--- Data supplied ---
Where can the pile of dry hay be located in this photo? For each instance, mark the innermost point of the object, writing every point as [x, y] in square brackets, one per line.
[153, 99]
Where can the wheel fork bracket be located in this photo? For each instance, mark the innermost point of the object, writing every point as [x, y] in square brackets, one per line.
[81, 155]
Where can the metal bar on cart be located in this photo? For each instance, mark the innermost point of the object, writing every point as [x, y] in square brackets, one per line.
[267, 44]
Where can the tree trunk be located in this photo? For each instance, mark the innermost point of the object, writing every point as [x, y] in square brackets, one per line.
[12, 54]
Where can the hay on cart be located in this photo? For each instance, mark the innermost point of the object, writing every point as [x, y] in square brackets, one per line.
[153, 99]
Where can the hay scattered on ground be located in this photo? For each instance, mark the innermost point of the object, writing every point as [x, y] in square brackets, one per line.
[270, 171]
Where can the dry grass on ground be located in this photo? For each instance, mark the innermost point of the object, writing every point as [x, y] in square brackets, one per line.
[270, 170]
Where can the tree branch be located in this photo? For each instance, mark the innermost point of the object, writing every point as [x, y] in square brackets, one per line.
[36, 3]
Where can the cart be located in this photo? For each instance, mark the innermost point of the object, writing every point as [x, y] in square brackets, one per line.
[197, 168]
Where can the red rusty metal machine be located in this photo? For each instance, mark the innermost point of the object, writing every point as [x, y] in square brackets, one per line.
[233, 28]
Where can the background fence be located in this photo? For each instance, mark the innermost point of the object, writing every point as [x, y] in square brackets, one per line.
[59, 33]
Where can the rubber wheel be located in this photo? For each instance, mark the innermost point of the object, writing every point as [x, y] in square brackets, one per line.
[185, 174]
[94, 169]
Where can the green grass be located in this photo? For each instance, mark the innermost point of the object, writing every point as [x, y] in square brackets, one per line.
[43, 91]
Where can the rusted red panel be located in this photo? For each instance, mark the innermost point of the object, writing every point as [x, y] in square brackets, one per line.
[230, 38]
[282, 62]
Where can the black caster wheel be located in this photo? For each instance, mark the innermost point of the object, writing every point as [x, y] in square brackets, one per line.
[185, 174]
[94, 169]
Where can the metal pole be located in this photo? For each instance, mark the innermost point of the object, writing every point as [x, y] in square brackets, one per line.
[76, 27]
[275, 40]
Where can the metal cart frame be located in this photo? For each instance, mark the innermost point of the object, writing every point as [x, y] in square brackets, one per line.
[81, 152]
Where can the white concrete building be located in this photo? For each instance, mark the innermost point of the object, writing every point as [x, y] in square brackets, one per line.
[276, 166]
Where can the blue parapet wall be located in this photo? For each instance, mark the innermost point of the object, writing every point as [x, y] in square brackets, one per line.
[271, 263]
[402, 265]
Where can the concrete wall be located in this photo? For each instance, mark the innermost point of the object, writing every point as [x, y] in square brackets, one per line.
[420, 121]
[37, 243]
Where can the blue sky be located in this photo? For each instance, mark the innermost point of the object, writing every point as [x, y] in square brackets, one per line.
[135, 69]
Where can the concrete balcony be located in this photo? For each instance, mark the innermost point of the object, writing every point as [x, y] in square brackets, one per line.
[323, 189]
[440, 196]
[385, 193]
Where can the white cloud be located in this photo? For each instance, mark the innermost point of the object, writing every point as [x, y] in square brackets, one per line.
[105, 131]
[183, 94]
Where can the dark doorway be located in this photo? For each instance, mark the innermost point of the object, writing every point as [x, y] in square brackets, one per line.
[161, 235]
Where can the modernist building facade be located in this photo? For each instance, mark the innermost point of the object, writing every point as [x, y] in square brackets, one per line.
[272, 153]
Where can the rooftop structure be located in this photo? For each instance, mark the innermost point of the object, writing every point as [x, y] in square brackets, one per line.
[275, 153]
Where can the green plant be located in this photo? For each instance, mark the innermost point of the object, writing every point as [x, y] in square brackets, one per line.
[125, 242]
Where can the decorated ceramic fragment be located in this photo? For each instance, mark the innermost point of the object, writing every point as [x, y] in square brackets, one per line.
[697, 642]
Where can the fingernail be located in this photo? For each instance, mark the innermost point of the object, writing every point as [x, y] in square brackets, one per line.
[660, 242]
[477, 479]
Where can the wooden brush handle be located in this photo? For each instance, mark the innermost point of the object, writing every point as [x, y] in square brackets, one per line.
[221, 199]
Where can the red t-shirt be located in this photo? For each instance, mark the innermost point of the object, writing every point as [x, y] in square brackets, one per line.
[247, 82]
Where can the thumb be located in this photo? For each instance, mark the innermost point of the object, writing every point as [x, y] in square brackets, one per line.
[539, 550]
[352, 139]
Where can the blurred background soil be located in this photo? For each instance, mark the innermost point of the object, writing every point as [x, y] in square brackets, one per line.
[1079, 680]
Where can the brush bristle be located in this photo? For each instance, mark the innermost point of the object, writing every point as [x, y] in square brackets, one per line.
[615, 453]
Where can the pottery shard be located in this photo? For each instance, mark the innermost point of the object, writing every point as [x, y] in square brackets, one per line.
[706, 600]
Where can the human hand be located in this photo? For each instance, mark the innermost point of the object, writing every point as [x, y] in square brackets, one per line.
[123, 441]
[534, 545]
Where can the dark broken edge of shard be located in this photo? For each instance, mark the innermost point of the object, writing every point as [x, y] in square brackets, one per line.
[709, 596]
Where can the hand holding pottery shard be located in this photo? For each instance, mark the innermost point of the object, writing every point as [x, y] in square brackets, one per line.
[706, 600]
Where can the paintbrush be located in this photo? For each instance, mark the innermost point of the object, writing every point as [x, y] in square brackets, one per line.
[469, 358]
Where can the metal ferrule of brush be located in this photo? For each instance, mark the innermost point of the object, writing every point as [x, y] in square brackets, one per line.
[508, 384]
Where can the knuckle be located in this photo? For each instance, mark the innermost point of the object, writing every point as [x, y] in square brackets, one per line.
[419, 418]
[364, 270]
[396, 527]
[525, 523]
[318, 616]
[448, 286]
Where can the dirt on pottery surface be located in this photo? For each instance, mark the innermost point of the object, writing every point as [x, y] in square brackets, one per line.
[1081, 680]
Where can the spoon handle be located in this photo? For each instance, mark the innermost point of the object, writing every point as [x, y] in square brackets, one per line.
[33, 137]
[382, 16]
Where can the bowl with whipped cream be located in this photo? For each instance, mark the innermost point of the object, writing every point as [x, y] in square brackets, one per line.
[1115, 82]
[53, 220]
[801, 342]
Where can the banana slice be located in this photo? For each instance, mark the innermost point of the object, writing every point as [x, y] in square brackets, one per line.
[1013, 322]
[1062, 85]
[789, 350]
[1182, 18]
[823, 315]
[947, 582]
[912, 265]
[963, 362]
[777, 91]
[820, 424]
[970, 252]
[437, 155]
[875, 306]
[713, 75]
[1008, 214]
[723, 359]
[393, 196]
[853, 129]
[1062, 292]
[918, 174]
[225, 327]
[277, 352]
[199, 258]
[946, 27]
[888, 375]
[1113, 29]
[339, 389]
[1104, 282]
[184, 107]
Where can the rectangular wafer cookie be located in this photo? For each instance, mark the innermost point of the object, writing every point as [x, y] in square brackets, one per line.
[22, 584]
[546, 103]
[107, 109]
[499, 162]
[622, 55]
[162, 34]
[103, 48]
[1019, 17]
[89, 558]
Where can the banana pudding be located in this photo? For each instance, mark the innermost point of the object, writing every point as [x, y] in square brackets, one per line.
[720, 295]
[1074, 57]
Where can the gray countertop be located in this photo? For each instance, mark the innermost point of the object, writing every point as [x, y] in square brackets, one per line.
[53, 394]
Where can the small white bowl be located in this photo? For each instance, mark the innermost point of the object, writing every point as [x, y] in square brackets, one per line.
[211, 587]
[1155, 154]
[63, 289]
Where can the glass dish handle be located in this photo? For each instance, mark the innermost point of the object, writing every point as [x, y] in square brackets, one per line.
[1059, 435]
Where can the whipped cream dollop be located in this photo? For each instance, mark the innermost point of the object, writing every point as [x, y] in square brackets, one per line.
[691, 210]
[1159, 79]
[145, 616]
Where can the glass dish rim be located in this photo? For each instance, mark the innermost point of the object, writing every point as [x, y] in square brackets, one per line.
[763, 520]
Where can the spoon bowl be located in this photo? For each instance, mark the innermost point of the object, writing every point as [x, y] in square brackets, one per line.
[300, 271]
---
## Set problem:
Copy out every line from the one containing "Where can the glass dish handle" to the end of the material, both ends included.

## Written answer:
Where can the glass dish handle be located in this photo? For each instance, mark the innermost point of the object, writing every point as [x, y] in square brackets, one per line.
[1059, 435]
Where can the whipped cream dollop be located in this photo? For each instance, mark the innermost point of the object, writing every point as [x, y] in square brackets, one per line.
[691, 210]
[1159, 79]
[145, 616]
Where can the glass dish rim be located in this photo? For each instance, mark the innermost point of the object, writing every point as [x, y] in square brackets, one per line.
[763, 520]
Where can the spoon bowl be located in this photo? For each instance, mark the innermost point of the object, writing every point as [x, y] in square brackets, one per line.
[300, 271]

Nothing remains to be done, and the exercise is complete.